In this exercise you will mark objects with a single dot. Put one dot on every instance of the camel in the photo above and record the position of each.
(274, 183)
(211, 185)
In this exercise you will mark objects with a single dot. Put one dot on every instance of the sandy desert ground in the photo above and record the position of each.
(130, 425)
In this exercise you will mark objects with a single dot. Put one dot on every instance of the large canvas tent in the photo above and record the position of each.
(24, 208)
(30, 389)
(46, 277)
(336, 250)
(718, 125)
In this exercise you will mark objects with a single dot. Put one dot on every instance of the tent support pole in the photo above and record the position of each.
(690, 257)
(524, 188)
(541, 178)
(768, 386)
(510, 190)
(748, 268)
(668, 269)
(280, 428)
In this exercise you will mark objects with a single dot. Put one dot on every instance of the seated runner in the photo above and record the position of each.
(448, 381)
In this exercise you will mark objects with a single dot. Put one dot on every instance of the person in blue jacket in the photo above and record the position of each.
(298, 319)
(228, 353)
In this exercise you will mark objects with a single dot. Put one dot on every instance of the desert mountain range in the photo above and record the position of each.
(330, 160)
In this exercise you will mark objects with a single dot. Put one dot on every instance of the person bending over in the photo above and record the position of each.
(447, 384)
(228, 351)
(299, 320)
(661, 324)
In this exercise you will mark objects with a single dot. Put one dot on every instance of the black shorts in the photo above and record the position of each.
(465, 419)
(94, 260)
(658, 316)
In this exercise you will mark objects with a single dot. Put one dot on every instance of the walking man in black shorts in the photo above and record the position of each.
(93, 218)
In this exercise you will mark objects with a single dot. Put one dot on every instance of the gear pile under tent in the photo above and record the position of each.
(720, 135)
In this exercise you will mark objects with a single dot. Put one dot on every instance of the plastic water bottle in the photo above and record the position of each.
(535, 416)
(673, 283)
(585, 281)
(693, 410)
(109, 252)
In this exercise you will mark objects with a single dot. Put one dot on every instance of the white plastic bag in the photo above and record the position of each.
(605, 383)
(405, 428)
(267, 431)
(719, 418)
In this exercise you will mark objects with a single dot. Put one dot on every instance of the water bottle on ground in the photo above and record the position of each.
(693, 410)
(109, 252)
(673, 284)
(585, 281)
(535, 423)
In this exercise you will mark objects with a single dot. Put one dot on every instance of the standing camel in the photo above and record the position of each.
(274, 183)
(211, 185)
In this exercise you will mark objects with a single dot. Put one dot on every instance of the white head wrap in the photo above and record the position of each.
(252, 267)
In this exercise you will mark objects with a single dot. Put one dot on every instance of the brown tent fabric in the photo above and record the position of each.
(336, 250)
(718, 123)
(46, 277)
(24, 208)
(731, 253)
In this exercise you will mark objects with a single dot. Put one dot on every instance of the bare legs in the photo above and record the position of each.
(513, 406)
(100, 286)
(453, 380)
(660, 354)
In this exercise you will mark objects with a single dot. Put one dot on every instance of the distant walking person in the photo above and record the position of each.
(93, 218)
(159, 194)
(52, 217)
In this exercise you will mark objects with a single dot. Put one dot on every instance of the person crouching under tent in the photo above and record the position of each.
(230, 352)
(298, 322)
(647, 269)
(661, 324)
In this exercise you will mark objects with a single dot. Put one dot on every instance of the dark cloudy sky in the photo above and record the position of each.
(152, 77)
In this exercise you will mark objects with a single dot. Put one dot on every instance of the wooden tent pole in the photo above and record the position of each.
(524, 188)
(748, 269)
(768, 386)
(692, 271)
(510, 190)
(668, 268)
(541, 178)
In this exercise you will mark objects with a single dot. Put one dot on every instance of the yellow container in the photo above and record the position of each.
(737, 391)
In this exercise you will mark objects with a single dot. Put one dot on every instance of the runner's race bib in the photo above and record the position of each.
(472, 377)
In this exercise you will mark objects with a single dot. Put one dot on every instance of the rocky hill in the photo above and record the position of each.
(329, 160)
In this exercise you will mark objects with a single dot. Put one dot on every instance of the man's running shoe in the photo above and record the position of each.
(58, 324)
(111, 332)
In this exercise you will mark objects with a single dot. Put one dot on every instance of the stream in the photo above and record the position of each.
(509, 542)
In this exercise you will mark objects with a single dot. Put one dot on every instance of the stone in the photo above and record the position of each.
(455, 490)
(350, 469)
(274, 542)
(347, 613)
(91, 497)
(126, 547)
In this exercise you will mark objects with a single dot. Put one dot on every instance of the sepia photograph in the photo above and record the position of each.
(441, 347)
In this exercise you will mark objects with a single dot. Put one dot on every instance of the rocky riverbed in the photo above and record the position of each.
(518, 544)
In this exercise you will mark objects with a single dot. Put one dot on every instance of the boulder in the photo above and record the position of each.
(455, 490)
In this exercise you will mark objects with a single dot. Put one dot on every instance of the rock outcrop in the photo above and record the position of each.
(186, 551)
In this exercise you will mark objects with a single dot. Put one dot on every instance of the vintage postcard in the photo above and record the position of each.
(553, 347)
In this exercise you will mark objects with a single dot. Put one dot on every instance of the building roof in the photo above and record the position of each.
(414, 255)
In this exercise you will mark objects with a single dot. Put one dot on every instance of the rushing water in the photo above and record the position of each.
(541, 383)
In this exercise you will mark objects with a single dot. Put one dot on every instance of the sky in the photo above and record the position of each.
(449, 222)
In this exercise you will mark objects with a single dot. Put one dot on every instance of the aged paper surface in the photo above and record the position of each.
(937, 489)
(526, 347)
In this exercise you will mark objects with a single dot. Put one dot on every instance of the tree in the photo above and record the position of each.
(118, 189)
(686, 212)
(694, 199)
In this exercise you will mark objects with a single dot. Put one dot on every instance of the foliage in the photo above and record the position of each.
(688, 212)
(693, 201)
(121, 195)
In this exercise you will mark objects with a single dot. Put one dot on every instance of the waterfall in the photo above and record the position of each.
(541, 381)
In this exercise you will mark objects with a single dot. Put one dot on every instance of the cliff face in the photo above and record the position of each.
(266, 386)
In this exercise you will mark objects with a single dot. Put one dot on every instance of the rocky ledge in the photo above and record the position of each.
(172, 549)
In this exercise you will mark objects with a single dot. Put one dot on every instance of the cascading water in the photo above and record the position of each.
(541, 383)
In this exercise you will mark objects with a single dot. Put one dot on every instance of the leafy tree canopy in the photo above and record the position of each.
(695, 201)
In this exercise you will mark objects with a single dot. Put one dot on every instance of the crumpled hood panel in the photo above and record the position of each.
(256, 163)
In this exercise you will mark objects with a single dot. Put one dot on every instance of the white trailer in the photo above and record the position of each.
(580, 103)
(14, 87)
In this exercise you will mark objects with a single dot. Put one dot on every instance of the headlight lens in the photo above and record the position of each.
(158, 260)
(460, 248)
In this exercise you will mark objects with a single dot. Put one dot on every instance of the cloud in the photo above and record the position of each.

**Task statement:** The material is to be output in full, exactly as it stands.

**Exercise output:**
In this exercise you will mark objects with a single dot. Put one dot on every instance of the camel in the photo above and record the position of each.
(274, 183)
(211, 185)
In this exercise you will mark objects with a single dot. Put one dot on every instance of the sandy desert ground in the photo above and record the position of each.
(130, 425)
In this exercise you will mark objects with a single dot. Put one dot on every instance of the large canvas tent in the photo above and record the position of each.
(24, 208)
(30, 389)
(46, 277)
(336, 250)
(718, 125)
In this exercise you will mark objects with a single dot. Put one dot on every instance of the tent support pole in the photo above and record the position of each.
(690, 257)
(524, 188)
(541, 178)
(768, 386)
(510, 190)
(748, 268)
(668, 269)
(280, 428)
In this exercise you will mark objects with a single dot. Put one dot on every instance of the seated runner in the photo above and record the position of each.
(448, 381)
In this exercise you will mark objects with a single dot. Put one dot on every instance of the person in blue jacket in the photo above and record the position of each.
(298, 319)
(228, 353)
In this exercise you will mark objects with a single dot. Put one dot on every instance of the desert mountain range in the photo above and record the position of each.
(330, 160)
In this exercise you will mark objects with a single dot. Put one dot on every instance of the person bending over in the photo above and record the position of each.
(447, 384)
(228, 351)
(299, 320)
(661, 324)
In this exercise you will mark objects with a single dot. Put one dot on every instance of the black shorts in the photo above and record the position of each.
(465, 419)
(94, 260)
(658, 316)
In this exercise you will mark objects with a single dot. Put one dot on every instance of the walking man in black shorts in the photo above and record the position of each.
(93, 218)
In this exercise you will mark objects with a single dot. Put one dot on every instance of the gear pile under tent in the photo above and record the position of each.
(720, 135)
In this exercise you will mark objects with a single dot. Put one dot on every instance of the plastic water bottle in the photo above and record the position of each.
(535, 416)
(673, 283)
(585, 281)
(693, 410)
(109, 252)
In this exercise you will mark objects with a single dot. Put one dot on every instance of the white plastic bag in the photo above and record the position of each.
(605, 383)
(405, 428)
(267, 431)
(719, 418)
In this exercise you will mark objects with a single dot. Put one dot on every instance of the water bottle on ground in the photo above and record the position of each.
(693, 410)
(109, 252)
(673, 284)
(585, 281)
(535, 423)
In this exercise you will mark objects with a single dot. Put one dot on every instance of the standing camel in the photo above and record the position of each.
(274, 183)
(211, 185)
In this exercise you will mark objects with a single dot. Put one dot on every instance of the white head wrap in the photo above and record the position of each.
(252, 267)
In this exercise you will mark objects with a single dot. Put one dot on every instance of the brown tent fabric in the photo above and record the position of each.
(336, 250)
(718, 123)
(46, 277)
(24, 208)
(731, 253)
In this exercise you will mark objects with a single dot. Put one dot on every instance of the bare legs in the photo above and record the position of each.
(513, 406)
(100, 286)
(453, 380)
(660, 354)
In this exercise you will mark objects with a single dot. Put one dot on every instance of the distant walking person in the photo above and record the position of each.
(93, 218)
(159, 194)
(52, 217)
In this exercise you will mark objects with a single dot. Put one dot on every instance of the person crouching under tent in the photo above and record the position of each.
(230, 352)
(298, 322)
(647, 269)
(661, 324)
In this exercise you will mark objects with a single dot. Put one dot on every instance of the dark cloudy sky in the photo above and record the position of each.
(152, 77)
In this exercise you will mark objects with a single dot. Put one dot on every instance of the wooden tent pole in the photo above and record the position of each.
(524, 188)
(748, 269)
(768, 386)
(692, 271)
(510, 190)
(668, 268)
(541, 178)
In this exercise you will mark objects with a single dot. Put one dot on every instance of the yellow container in the photo above and record the position of each.
(737, 391)
In this exercise you will mark objects with a single dot. Put one dot on every instance of the runner's race bib in the photo above and record the position of each.
(472, 377)
In this exercise you will mark objects with a single dot. Put one dot on every instance of the rocky hill in the photo above and record the position of each.
(329, 160)
In this exercise you will mark objects with a single dot. Put one dot on every instance of the man's running shoe in the photo above and record the position of each.
(58, 324)
(111, 332)
In this exercise you will mark objects with a single dot. Put one dot on every instance of the stream in the photo above and record the position of each.
(509, 542)
In this exercise you will mark objects with a single dot. Put one dot on every instance of the stone in the photo above and record the position of each.
(455, 490)
(350, 469)
(274, 542)
(347, 613)
(91, 497)
(126, 547)
In this exercise you will mark objects with a single dot. Put one dot on every instance of the sepia photograph in the photo above and record the position of each.
(441, 347)
In this exercise you will mark objects with a single dot. Put one dot on every instance of the rocky riverbed in the photo above and record the position of each.
(518, 544)
In this exercise you will mark objects with a single dot. Put one dot on every instance of the boulder in the photo above and record the position of each.
(455, 490)
In this exercise you will mark objects with a single dot. Put one dot on every instance of the rock outcrop in the photo above and record the position of each.
(186, 551)
In this exercise you will mark objects with a single dot. Put one dot on every instance of the vintage postcard in the photo above and record the position of each.
(553, 347)
In this exercise you will mark objects with a single dot. Put one dot on every instance of the building roof in the photo above and record the position of each.
(414, 255)
In this exercise you will mark objects with a single dot. Put one dot on every instance of the rushing water in the photo above and record the position of each.
(541, 383)
In this exercise you will mark objects with a single dot. Put one dot on every instance of the sky in the photo above and record the position of each.
(449, 222)
In this exercise you will mark objects with a single dot. Put one dot on every instance of the aged paper surface in the photo above and record the position of each.
(937, 489)
(526, 347)
In this exercise you will mark objects with a single dot. Put one dot on every instance of the tree in the photo above and record the position of each.
(118, 189)
(686, 212)
(694, 199)
In this exercise you will mark objects with a single dot. Put one dot on every instance of the foliage in the photo above and record the position of each.
(688, 212)
(693, 201)
(121, 195)
In this exercise you will mark objects with a single dot. Put one dot on every instance of the waterfall in the photo above and record the position of each.
(541, 381)
In this exercise you will mark objects with a single dot. Put one dot on every instance of the cliff face in the photo above and record the position of each.
(266, 386)
In this exercise you will mark objects with a single dot. Put one dot on every instance of the rocky ledge in the photo above and record the position of each.
(172, 549)
In this exercise you will mark objects with a single dot. Put one dot on every instance of the cascading water in the photo above and record the position of each.
(541, 383)
In this exercise you will mark objects with a single dot. Put one dot on every instance of the leafy tree canopy in the photo above and record the position of each.
(695, 201)
In this exercise you will mark objects with a single dot. Put one dot on every instance of the crumpled hood panel in the photo above and record the position of each.
(256, 163)
In this exercise you will mark objects with a single dot. Put one dot on every instance of the white trailer in the photo above and record the position of each.
(580, 103)
(14, 87)
In this exercise you will mark objects with a single dot. Put one dot on every instance of the headlight lens in the photo above and record the position of each.
(158, 260)
(460, 248)
In this exercise you will mark objects with a single dot. Put one dot on every instance of the cloud in the photo above and record the position of each.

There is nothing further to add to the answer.